Objectives:
1: In the excerpt on Haskell for introductory computer science, how many weeks of Haskell are proposed for the start of the course?
2: Resume the excerpt on Haskell for introductory computer science, picking up right after its final sentence.

Page excerpt:
————————

I won't make any arguments for or against functional programming here. I refer readers instead to papers like this one and this one, talks like this one or this one, and books like this one. This is an exercise in ideation.

Without further ado, let's begin:

0. Haskell for Introductory Computer Science

Imagine this is the first time you're learning programming. You've never been exposed to mutation, to functions, to compiling, algorithms, or any of the details of architecture. Where do we start?

Four weeks of Haskell. Enough to get through the first few chapters of LYAH and be able to start thinking about recursion. End each week with a simple exercise, for example, upper-casing a list of strings, upper-casing only the first letter of every string that is longer than 2 characters - little things to build confidence. The Udacity Introduction to Computer Science course has many appropriate ideas for beginning level exercises.

With that introductory period out of the way, now's the time to show why computer science is relevant! Take the time to show case the areas: operating systems, networking, algorithms, programming languages, cryptography, architecture, hardware, and more. Make it relevant:

* Operating systems: Why are there so many? What does it do? How does my application (email, browser, Steam) run from beginning to end?

————————

[Rows excerpted from a collection]
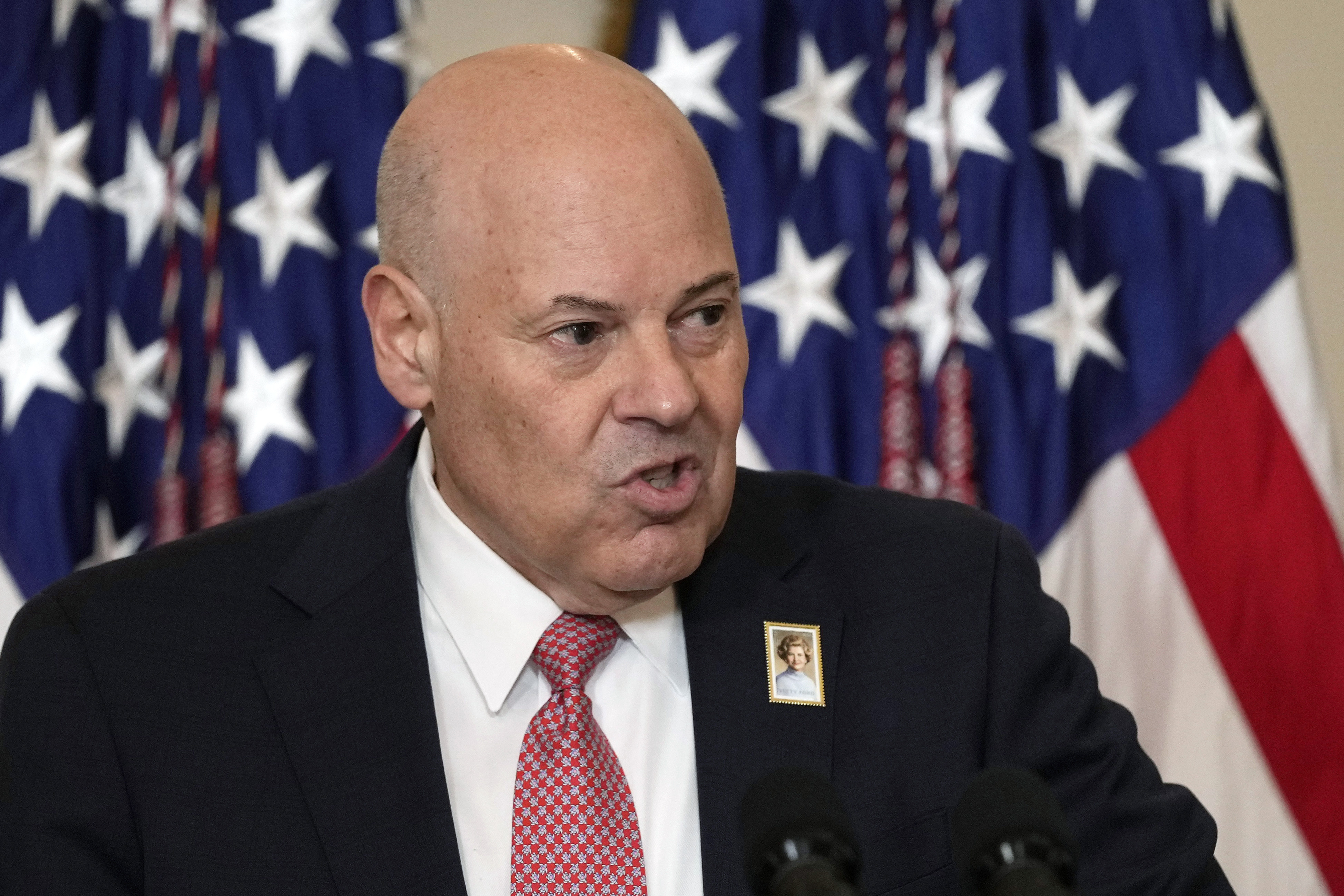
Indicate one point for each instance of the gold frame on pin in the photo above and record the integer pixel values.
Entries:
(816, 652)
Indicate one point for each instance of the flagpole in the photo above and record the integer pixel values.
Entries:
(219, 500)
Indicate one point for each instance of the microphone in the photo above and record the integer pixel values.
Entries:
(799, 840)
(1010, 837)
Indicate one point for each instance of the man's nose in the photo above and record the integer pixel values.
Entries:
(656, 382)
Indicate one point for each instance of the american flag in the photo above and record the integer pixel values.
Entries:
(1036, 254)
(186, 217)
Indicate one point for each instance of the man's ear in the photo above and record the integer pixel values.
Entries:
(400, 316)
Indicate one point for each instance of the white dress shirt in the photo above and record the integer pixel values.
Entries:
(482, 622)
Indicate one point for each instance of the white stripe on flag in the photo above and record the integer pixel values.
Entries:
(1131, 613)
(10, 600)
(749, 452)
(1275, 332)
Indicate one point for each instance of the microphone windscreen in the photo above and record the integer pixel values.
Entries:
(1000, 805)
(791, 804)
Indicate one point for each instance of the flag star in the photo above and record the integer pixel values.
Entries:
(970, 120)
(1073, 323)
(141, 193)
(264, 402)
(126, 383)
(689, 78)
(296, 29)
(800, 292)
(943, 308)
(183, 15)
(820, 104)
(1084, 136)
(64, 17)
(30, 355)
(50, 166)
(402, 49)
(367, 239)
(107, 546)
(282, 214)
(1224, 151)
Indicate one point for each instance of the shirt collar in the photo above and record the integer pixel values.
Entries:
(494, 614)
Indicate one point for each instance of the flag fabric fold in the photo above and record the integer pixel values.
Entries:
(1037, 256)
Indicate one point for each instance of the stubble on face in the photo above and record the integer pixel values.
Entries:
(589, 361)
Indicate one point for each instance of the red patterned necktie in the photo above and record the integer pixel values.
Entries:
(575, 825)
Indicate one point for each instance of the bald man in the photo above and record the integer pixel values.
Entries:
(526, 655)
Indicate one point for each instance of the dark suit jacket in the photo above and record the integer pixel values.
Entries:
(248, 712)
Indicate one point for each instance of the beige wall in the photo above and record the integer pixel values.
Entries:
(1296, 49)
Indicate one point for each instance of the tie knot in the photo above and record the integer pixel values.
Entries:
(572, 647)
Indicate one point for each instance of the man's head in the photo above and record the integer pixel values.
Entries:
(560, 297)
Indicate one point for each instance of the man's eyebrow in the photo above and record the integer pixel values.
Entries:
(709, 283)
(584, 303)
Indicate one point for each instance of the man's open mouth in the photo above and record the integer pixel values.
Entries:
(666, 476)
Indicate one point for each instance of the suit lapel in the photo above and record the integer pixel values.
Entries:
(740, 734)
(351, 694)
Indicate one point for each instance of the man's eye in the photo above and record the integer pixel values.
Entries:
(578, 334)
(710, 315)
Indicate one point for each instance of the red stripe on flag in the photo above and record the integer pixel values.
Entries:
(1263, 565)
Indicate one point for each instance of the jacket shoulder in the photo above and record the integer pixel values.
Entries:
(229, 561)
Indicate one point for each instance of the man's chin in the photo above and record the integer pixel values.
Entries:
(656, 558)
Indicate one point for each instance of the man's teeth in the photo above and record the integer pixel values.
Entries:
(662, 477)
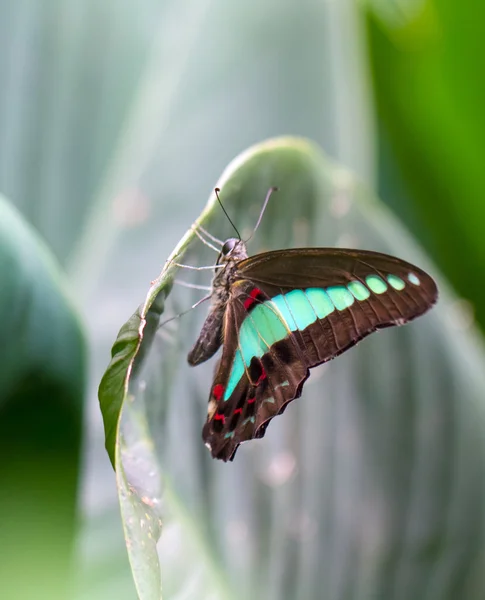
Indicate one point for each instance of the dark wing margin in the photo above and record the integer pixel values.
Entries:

————————

Task-by-task answers:
1: Four weeks.

2:
* Algorithms: How do you figure out if two characters have collided in a video game? How do you sort a list of address contacts alphabetically by last name?
* Networking: How do you send an instant message or an email to a friend on the other side of the world?
* Programming Languages: As with operating systems.

There are many applicable introductory exercises here that can set the pace for future courses.

1. Haskell for Basic Algorithms

This one, and the latter algorithms course on this "Top 10 List", deserve special attention.

Algorithms are fundamentally pure constructs. You give them a well-defined input, and receive a well-defined output

Take plenty of time to provide weekly exercises. Teaching sorting algorithms, trees, string matching algorithms, and more will be a delight here, I predict.

It's also a good time to introduce basic run-time analysis, e.g., Big O notation.

This is also a beautiful time to introduce QuickCheck in conjunction with invariants.

2. Haskell for Data Structures

Very similar to the basic algorithms course, except now we teach students about some basic ways to organize data. Lists, vectors, trees, hash maps, and graphs - these should be enough to keep most students (and practitioners) well-equipped for years!

QuickCheck and frequent programming exercises will do well here.

If an advanced version of this course is desired, I highly recommend starting from here to brainstorm a variant: Purely Functional Data Structures

3. Haskell for Networking

This can be very low-level (OSI network stack, TCP window buffering, etc.), it can be very high-level (HTTP, distributed systems), or some mix of the two.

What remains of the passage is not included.